— Start of Exercise input —

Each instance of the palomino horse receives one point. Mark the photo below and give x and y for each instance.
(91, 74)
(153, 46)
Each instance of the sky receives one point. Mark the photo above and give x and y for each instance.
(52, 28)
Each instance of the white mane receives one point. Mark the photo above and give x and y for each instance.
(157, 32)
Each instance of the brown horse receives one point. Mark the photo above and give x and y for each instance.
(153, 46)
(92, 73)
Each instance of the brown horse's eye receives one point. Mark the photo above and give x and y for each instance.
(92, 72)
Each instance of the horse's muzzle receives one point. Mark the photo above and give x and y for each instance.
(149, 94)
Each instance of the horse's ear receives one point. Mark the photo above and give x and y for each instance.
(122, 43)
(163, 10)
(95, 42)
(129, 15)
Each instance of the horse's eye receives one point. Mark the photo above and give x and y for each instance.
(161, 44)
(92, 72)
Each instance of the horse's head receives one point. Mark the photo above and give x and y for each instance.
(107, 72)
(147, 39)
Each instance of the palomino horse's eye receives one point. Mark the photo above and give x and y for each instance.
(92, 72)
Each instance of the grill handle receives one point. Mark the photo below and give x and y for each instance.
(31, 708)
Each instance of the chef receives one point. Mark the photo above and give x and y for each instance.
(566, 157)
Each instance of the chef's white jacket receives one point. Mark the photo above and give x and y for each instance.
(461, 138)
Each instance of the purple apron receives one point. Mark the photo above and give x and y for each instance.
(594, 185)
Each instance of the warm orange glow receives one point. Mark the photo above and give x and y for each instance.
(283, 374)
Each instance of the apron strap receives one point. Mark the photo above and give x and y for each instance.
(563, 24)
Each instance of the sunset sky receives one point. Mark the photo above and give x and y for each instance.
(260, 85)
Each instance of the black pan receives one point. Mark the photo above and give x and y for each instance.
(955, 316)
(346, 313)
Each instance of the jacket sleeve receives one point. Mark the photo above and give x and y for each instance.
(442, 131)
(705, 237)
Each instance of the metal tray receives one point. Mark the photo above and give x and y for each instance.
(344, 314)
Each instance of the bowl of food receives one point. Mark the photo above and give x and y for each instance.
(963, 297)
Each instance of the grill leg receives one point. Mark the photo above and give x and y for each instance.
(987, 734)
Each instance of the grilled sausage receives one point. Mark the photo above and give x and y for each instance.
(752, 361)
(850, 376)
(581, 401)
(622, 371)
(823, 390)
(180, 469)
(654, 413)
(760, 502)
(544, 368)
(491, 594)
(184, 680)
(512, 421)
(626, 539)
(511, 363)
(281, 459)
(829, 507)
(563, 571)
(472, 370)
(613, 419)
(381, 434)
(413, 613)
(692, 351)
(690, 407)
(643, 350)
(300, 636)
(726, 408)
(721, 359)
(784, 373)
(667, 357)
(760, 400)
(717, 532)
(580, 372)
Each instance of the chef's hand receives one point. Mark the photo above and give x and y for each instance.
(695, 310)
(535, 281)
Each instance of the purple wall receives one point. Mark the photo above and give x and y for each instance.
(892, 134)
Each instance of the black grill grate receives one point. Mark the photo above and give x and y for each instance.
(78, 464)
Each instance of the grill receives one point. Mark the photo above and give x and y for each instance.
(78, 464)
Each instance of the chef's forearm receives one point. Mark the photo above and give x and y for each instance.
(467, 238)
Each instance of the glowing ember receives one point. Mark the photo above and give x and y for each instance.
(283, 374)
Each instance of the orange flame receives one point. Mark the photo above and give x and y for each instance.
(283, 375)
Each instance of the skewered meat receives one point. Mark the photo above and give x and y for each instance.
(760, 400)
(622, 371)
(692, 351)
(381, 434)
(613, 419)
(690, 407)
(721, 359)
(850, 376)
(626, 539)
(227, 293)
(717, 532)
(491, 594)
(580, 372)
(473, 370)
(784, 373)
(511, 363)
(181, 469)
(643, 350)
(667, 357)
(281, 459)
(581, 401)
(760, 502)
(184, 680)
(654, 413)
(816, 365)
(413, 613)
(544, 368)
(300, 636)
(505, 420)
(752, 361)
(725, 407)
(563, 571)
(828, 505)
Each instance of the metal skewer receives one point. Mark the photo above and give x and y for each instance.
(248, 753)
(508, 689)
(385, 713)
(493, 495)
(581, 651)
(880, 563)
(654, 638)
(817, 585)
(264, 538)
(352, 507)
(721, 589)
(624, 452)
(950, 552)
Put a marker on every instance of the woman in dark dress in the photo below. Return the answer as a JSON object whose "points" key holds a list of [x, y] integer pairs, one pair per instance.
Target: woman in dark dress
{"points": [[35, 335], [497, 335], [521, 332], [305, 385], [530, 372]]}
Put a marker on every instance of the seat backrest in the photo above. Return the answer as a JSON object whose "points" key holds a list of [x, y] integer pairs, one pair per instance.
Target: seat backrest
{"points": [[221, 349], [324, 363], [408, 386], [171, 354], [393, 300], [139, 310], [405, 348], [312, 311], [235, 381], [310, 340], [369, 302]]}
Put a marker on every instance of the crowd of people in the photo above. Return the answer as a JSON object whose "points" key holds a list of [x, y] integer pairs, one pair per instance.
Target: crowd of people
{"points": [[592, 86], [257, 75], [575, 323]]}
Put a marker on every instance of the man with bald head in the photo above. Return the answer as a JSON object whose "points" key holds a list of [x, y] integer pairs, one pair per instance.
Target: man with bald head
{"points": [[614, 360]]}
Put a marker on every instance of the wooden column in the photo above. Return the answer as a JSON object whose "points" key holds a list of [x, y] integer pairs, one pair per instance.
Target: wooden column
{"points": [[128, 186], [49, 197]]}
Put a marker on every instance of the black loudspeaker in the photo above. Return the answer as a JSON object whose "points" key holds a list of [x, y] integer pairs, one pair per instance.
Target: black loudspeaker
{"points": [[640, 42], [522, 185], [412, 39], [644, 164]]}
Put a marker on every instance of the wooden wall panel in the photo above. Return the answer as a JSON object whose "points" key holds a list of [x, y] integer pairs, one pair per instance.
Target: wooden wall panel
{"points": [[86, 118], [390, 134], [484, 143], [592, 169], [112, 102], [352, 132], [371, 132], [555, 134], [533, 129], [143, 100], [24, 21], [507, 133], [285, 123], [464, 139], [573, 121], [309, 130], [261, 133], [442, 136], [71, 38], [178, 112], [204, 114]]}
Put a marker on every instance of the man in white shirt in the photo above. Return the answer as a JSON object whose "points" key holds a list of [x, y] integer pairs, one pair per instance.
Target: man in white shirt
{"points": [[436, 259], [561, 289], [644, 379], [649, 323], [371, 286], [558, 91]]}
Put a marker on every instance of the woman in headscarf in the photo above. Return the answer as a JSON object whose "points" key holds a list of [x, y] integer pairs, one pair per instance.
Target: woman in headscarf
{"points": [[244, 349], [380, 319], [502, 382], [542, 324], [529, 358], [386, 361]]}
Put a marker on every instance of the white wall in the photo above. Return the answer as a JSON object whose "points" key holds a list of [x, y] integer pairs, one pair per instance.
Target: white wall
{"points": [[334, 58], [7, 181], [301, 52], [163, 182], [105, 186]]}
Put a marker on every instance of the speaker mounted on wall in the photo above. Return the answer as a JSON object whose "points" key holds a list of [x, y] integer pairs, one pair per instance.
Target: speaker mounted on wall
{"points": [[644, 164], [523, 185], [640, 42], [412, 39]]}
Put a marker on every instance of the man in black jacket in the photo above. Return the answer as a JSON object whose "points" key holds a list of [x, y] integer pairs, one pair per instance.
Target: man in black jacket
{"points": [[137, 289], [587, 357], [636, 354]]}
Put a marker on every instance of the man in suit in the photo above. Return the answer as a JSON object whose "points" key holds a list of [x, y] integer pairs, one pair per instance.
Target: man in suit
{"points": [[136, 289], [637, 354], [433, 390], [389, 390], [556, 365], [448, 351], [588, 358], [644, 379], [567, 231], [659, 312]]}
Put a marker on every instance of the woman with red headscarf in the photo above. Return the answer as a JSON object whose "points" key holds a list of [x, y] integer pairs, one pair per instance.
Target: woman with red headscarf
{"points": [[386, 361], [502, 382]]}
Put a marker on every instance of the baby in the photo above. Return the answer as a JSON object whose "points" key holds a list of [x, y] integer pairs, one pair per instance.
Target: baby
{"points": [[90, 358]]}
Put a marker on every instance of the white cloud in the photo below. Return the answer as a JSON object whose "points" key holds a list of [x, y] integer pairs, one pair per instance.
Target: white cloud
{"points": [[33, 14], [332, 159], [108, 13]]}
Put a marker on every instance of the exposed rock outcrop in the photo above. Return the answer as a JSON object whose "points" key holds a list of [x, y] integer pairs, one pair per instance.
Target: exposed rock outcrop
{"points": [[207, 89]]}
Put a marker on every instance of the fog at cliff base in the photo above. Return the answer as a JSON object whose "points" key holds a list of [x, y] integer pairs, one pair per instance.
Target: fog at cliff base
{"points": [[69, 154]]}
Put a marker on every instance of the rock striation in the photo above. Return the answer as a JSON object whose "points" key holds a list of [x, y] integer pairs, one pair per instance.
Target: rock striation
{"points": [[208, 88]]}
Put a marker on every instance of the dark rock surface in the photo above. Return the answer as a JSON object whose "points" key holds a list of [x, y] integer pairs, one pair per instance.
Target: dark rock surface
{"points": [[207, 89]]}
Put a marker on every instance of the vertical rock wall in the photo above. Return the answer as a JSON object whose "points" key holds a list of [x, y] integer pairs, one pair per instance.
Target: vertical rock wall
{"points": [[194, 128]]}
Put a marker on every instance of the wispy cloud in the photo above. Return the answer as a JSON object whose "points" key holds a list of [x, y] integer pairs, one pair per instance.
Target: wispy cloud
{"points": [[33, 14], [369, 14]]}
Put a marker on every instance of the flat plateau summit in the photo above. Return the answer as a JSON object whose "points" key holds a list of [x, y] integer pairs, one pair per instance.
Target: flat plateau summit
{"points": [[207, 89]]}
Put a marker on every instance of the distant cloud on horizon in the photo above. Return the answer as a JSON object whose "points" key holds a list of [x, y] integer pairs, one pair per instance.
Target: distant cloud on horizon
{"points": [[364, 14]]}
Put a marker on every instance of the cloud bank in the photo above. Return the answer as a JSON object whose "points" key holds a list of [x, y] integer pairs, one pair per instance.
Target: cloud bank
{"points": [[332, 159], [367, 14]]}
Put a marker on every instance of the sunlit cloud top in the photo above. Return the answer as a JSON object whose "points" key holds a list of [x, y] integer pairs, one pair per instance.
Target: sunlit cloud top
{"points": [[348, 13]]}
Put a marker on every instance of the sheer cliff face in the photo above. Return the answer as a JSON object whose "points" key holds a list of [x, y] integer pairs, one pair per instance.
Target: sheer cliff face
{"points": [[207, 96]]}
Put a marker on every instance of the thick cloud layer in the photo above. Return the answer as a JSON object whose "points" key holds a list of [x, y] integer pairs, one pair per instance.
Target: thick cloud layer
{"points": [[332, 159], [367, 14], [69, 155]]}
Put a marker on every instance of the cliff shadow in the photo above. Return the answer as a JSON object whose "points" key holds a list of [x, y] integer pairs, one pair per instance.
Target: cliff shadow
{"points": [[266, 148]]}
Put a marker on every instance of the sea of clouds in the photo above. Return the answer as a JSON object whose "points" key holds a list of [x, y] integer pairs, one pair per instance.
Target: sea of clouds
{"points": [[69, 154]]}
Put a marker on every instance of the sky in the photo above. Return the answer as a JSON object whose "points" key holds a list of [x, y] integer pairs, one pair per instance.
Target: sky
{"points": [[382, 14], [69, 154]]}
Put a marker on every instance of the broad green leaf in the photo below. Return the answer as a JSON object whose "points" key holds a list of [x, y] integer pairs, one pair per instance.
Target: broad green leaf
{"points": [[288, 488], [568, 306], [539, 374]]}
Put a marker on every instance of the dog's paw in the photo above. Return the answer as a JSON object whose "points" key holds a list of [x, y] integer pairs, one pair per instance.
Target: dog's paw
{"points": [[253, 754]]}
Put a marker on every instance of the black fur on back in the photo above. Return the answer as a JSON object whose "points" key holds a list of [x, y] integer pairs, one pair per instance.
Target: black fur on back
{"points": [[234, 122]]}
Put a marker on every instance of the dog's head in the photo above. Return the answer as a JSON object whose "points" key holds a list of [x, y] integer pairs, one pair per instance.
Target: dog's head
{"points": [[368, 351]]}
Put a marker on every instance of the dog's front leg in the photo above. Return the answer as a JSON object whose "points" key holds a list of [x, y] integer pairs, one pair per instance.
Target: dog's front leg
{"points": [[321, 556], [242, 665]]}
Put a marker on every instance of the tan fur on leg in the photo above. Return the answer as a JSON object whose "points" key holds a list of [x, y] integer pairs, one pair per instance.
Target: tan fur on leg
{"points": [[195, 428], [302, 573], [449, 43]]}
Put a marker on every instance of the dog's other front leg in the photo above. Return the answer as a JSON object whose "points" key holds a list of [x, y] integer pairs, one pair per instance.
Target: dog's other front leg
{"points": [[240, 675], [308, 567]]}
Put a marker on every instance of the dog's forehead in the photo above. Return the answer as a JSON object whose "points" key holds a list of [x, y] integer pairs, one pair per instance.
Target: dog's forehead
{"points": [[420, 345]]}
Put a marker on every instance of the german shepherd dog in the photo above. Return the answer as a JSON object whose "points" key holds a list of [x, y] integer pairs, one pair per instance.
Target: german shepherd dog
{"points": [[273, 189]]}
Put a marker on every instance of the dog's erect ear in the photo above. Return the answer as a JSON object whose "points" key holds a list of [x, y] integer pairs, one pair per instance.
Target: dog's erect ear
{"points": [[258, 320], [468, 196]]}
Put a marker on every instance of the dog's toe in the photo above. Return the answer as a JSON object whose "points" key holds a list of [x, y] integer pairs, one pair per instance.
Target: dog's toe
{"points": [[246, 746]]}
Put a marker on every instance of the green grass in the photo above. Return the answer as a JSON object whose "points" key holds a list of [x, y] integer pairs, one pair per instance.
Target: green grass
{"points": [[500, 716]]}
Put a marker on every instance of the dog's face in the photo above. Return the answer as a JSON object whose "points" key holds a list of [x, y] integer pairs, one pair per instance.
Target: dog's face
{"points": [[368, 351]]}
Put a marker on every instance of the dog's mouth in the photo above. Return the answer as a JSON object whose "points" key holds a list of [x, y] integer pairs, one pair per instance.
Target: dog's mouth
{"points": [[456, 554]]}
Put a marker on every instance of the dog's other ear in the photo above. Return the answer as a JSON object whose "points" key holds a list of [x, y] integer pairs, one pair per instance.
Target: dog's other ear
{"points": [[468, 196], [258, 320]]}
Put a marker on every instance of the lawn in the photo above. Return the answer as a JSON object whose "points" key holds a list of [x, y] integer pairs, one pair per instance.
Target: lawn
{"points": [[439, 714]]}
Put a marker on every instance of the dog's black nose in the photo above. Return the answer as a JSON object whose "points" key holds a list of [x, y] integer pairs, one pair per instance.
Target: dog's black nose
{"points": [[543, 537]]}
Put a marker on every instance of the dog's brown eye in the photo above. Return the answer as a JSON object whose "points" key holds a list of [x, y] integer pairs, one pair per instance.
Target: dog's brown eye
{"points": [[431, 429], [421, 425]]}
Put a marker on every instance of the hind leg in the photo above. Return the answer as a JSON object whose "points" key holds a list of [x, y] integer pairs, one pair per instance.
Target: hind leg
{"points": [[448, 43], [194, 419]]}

— End of Exercise input —

To be done: Output the line that contains "Put a marker on every instance of the dog's face", followed by every later line in the listing, with no line omitted and none added.

Response to this task:
Put a marker on every instance of the dog's face in the photo above. Return the answer as a JSON object whose "points" key holds a list of [x, y] integer pairs, one pair per instance.
Target: dog's face
{"points": [[368, 351]]}
Put a marker on every instance of the dog's mouth in the photo above. Return the answer as a JSON object whose "points" key holds a list of [x, y] integer pairs, one pair per instance.
Target: dog's mouth
{"points": [[456, 554]]}
Put a marker on every instance of the dog's other ear in the photo above. Return the answer as a JSON object whose "points" key holds a list of [x, y] integer pairs, one pair per instance.
Target: dog's other ear
{"points": [[468, 196], [258, 320]]}
Put a marker on every instance of the lawn in the photo above. Return the answer as a JSON object whose "points" key holds a list of [x, y] integer pairs, one pair per instance.
Target: lawn
{"points": [[439, 714]]}
Put a marker on every instance of the dog's black nose in the photo above. Return the answer as a JSON object whose "points" key holds a list of [x, y] integer pairs, one pair per instance.
Target: dog's black nose
{"points": [[543, 537]]}
Put a marker on every instance of the dog's brown eye in the photo above. Return the answer as a JSON object whose "points" key holds a list of [x, y] integer pairs, one pair per instance.
Target: dog's brown eye
{"points": [[431, 429], [421, 425]]}
Put a marker on every instance of the hind leg in the photo above. Return the answer as a JSON object whose "points" key holds a list of [x, y] integer pairs, one pair per instance.
Target: hind leg
{"points": [[448, 43], [194, 419]]}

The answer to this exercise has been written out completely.